Restate the data word for word and leave the images out.

— Begin Data to process —

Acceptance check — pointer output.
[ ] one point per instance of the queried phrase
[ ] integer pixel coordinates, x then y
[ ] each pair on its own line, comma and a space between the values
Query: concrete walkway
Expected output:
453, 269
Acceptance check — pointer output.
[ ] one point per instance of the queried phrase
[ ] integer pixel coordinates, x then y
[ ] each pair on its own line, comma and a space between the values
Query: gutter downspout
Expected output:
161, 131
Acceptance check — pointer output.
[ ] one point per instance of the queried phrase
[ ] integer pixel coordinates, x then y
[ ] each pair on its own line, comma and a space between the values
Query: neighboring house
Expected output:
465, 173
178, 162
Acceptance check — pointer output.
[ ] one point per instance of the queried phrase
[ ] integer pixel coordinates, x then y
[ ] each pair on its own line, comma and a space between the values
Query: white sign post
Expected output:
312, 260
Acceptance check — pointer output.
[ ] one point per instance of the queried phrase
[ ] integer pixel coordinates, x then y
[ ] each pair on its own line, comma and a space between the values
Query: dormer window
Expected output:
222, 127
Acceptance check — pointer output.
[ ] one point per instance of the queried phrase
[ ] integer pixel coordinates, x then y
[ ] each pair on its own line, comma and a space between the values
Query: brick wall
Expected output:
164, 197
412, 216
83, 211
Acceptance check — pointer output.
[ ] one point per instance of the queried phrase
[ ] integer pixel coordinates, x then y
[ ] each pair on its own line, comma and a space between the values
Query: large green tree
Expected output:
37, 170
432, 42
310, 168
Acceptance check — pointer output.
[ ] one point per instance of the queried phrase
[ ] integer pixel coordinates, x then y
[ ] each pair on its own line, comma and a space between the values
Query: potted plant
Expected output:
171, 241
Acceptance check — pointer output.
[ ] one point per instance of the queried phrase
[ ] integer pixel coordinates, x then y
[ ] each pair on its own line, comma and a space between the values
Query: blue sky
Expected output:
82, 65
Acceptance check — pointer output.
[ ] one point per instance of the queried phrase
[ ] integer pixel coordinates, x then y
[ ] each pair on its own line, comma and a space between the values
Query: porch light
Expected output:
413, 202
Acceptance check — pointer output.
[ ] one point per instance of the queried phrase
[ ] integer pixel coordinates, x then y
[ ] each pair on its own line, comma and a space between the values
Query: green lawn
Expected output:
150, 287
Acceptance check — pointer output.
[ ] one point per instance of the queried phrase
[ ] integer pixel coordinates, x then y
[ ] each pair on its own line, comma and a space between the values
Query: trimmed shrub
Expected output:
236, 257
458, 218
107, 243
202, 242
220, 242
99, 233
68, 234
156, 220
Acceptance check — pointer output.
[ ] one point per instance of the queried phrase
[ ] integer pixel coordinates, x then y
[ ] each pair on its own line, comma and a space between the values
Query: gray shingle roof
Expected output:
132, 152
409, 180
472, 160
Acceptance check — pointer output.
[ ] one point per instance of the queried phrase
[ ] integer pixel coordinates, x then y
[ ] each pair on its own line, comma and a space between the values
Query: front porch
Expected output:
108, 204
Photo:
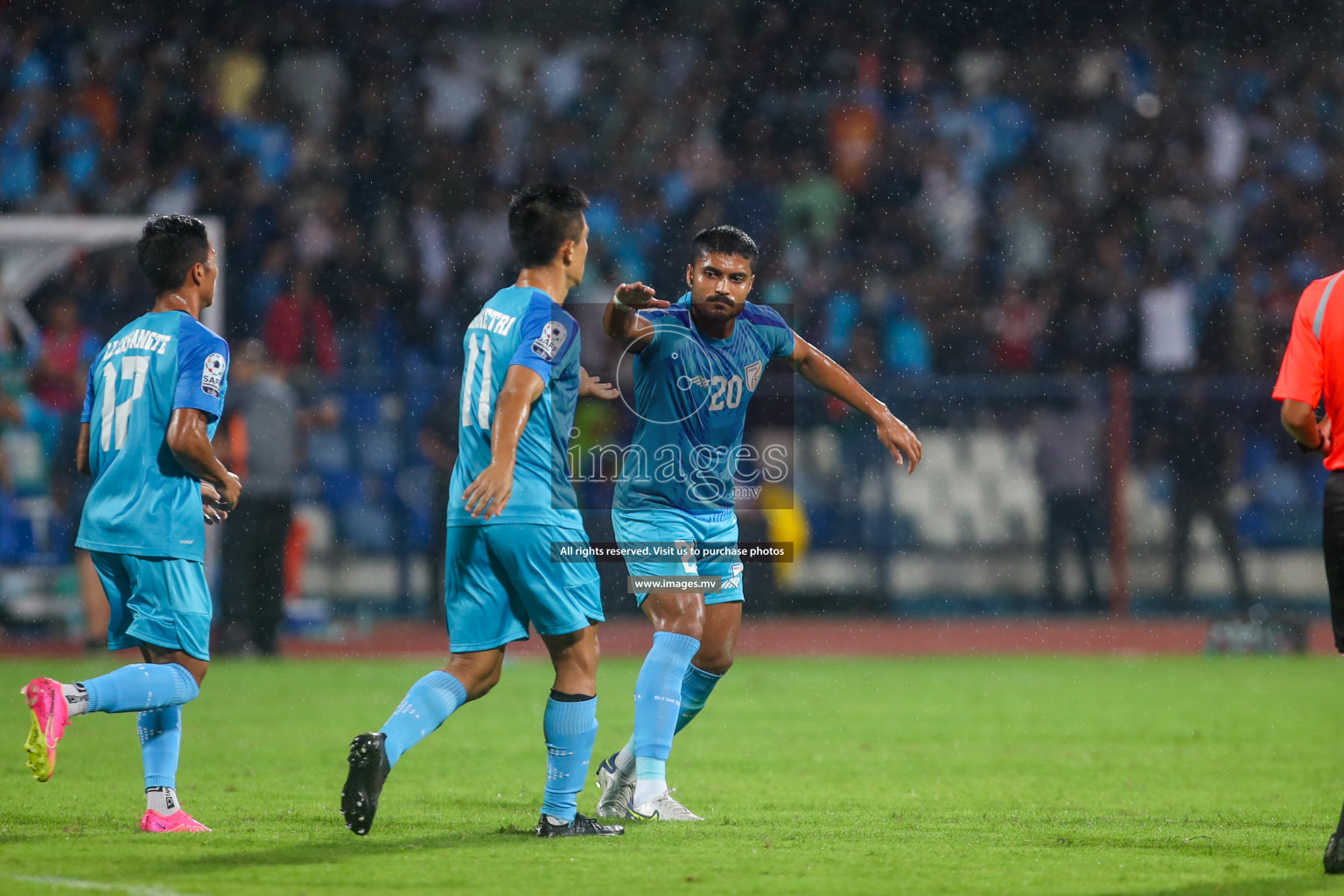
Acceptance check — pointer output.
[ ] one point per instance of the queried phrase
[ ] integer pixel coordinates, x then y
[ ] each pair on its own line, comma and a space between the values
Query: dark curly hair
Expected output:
168, 246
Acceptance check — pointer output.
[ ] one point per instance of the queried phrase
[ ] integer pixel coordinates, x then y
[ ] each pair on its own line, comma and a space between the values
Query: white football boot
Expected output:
617, 790
663, 808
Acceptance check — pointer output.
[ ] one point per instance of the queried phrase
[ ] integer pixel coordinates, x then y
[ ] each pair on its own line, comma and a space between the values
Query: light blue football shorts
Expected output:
636, 528
162, 602
500, 577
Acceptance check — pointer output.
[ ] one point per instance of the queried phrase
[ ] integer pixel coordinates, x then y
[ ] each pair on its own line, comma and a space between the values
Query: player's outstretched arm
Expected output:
621, 320
188, 439
82, 452
835, 381
489, 492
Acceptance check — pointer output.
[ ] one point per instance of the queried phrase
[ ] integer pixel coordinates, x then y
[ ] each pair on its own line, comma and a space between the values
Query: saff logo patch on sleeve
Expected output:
752, 373
547, 346
213, 375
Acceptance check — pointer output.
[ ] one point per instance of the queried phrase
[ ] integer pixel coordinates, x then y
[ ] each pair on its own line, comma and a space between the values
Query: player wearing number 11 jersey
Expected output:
155, 396
511, 500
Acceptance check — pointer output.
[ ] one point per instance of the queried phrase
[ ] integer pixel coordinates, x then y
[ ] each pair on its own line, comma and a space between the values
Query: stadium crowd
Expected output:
1135, 200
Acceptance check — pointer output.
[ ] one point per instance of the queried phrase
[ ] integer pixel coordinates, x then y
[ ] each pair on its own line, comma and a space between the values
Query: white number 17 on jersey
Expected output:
133, 367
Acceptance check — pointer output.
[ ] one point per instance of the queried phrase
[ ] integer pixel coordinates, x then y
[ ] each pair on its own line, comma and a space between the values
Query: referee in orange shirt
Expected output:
1313, 368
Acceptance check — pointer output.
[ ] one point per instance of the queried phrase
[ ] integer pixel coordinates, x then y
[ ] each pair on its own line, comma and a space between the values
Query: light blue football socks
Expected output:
695, 690
144, 685
425, 707
570, 728
696, 687
160, 745
657, 703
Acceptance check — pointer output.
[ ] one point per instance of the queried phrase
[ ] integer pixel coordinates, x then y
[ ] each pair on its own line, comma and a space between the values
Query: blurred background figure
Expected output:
260, 438
1203, 457
260, 444
438, 444
58, 373
1068, 459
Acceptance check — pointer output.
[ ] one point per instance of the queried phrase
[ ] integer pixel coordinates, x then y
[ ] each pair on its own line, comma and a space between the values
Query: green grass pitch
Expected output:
933, 775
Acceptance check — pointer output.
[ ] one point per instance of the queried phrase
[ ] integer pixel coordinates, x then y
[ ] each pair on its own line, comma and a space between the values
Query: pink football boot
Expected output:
179, 821
50, 718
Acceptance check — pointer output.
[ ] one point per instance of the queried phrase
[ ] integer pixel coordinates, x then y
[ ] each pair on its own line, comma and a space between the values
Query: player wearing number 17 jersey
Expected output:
696, 366
155, 396
511, 501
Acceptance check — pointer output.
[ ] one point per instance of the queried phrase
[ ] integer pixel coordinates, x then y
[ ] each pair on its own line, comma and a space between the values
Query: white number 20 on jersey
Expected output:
133, 367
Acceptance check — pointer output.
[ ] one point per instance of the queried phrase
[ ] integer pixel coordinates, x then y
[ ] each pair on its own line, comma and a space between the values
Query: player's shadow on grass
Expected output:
344, 848
1273, 887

— End Data to process —

Full output:
Acceptance check — pointer output.
[ ] one point per instance of the queried phrase
[ ] integer pixel coordinates, x then y
[ ] each pair on its own line, comma and a space between the values
Query: concrete walkway
Expected output:
453, 269
Acceptance check — pointer output.
[ ] one point per instance of the queried phrase
[ ] integer pixel coordinates, x then y
[ ] each pair on its own line, comma and a space between the values
Query: gutter downspout
Expected output:
161, 131
Acceptance check — pointer output.
[ ] one point per instance of the queried phrase
[ ] integer pixel coordinates, x then y
[ ] each pair on its own line, comma and a space between the values
Query: neighboring house
Expected output:
465, 173
178, 162
Acceptance check — pointer output.
[ ] one point per instance of the queried phrase
[ ] integer pixel coordinates, x then y
[ ] each pair on its own line, comma and a space between the values
Query: white sign post
Expected output:
312, 260
Acceptance check — pointer output.
[ ] one point per instance of the queried phrase
[ ] integer pixel coordinates, x then y
[ ] each pair on its own line, comma and a space between the values
Query: dormer window
Expected output:
222, 127
Acceptance check — pointer output.
[ ] one point per instance of the queried phrase
[ ] integer pixel coordinates, x then y
[ ] each pair on its own line, comma and a space between the values
Query: brick wall
Expected output:
164, 197
412, 216
83, 211
Acceptance check — pointer output.
[ ] one point per instance of the queried phrase
[ ] integer pixel coordinates, x then y
[ ] each pair on its own line, comma and a space between the values
Query: large green tree
Expected output:
37, 170
432, 42
310, 168
Acceptance check — pointer output.
[ ] one point per instance of the queried phrase
[ ] integer pixel coordinates, x then y
[ ] each pair on its own line, comma and a space between the values
Query: potted plant
Expected output:
171, 241
Acceptance check — pointer output.
[ ] one point per instance of the queried phrase
[ ] integer pixel coordinates, x then y
[ ] each pair on its own line, comma and a space between the values
Query: blue sky
Expected output:
82, 65
Acceptance check — pointer output.
[ ] one point per instance of the queried phrase
[ ] integer pixel coordinates, x then y
[ ] each pair on its own line, comma and a space between the values
Query: porch light
Expected output:
413, 202
Acceptance check — pointer output.
[ ] one point per instance of the queried phrase
[ ] integer pixel coordinates, x then y
[ ] each pair on its own line, comma and a space between the values
Query: green lawn
Expected output:
150, 287
Acceptance check — pointer output.
[ ] one point per instance of the queried phrase
[ ] integer pixel coordinates, x then y
[ ] each pair on its own line, comma and a space between the values
Query: trimmed shrub
Expected output:
236, 257
458, 218
107, 243
202, 242
220, 242
99, 233
68, 234
156, 220
Acceptance check — pointer output.
[ ] one point per instance of the queried phrase
[ ] integer pixel coordinates, x then y
[ ] each pair on its own line, comma and a space between the values
Query: gray shingle roof
Expected output:
132, 152
409, 180
472, 160
Acceptance check — pointer output.
[ ] one point per instance of the queried phrase
[ ] integer pixel coordinates, x then y
[ ] each pair on its own line, comma and a space between the values
Query: front porch
Expected output:
108, 204
Photo:
Acceptance check — pointer output.
[ ] one point per instance of the queried phrase
[ ] integer pixel coordinates, x then y
[ ] each pair on its own line, comma and a space between the values
Query: dark curly hair
Expected output:
168, 246
Acceptance check — pointer output.
[ ] one point per instance of the queried phrase
[ ] integer pixel coordinates, x then y
[ ] each pair on its own line, comma and a space between the values
Query: white football boot
Expected output:
617, 790
663, 808
Acceptance check — pointer output.
[ ] one point per instance of the queried phrase
[ ] integer pixel coordinates, x then y
[ ] each pair on its own line, comma and a space between the values
Query: light blue football shorts
Expected output:
636, 528
162, 602
500, 577
Acceptance check — pointer output.
[ ] one point per instance of the queried phrase
[ ] integer pixel coordinates, x then y
[ ] each pair on its own line, comma and a space between the values
Query: player's outstretched arm
Expected output:
621, 320
188, 439
82, 452
835, 381
489, 492
Acceptance check — pointer output.
[ ] one point per instance of the queried phrase
[ ] integer pixel coordinates, x then y
[ ] each pair on its own line, comma and a space between the values
Query: saff logo patch on sleeve
Expected output:
752, 373
547, 346
213, 375
Acceptance check — pointer output.
[ ] one point per instance of the queried phrase
[ ] integer pixel coordinates, x then y
[ ] each pair on its own line, comma and a space between the values
Query: player wearing number 11 jersey
Expected output:
155, 396
511, 500
Acceptance check — pointer output.
[ ] one point per instance of the queried phrase
[ ] integer pixel coordinates, x then y
[ ] each pair on its own line, comma and a space between the values
Query: stadium crowd
Expected output:
1135, 200
Acceptance check — pointer output.
[ ] one point per instance of the queried phrase
[ ] integer pixel coordinates, x then y
[ ] each pair on its own line, comma and a space between the values
Query: white number 17 on jersey
Expected output:
133, 367
Acceptance check — pointer output.
[ ] one point per instance of the queried phrase
[ ] integer pixel coordinates, x then y
[ ] each pair on its own line, comma and a space between the values
Query: referee in orange shirt
Expected output:
1313, 368
Acceptance check — pointer output.
[ ] one point per instance of the queried phrase
[ ] integer pixel coordinates, x then y
[ ] each pair on its own line, comma and a space between the values
Query: light blue football socks
Expected output:
695, 690
144, 685
425, 707
570, 728
696, 687
160, 745
657, 703
Acceptance check — pointer output.
[ ] one point per instance of the queried phrase
[ ] integer pixel coordinates, x then y
[ ] each pair on its own line, comma and a space between the values
Query: blurred background figure
Expected output:
260, 438
1203, 457
260, 444
438, 444
58, 373
1068, 459
Acceptance check — pointer output.
[ ] one point per instance of the queried phrase
[ ] integer pixel coordinates, x then y
[ ] each pair on its own line, comma and a space between the values
Query: green grass pitch
Expected output:
933, 775
Acceptance check — pointer output.
[ ] one point per instance of the queried phrase
[ ] integer pixel coordinates, x then y
[ ] each pair on its own line, comma and a space between the values
Query: pink football boot
Expected output:
179, 821
50, 718
Acceptance check — pointer output.
[ ] one point per instance of the queried phrase
[ ] integer pixel coordinates, x then y
[ ] each pair on its own line, comma and a space between the values
Query: player wearing number 17 jersey
Expected output:
696, 366
155, 396
511, 501
Acceptance check — pointer output.
[ ] one point per instance of the queried phrase
[ ] integer pixel coordinates, x then y
[ ] each pair on its own line, comma and a space between the values
Query: white number 20 on jersey
Expected output:
133, 367
Acceptance check — pointer output.
[ ] one point per instance of the queried phrase
[ ] integer pixel coordinates, x then y
[ ] each pair on its own line, comma and a space between the values
Query: player's shadow on grass
Expected output:
344, 848
1273, 887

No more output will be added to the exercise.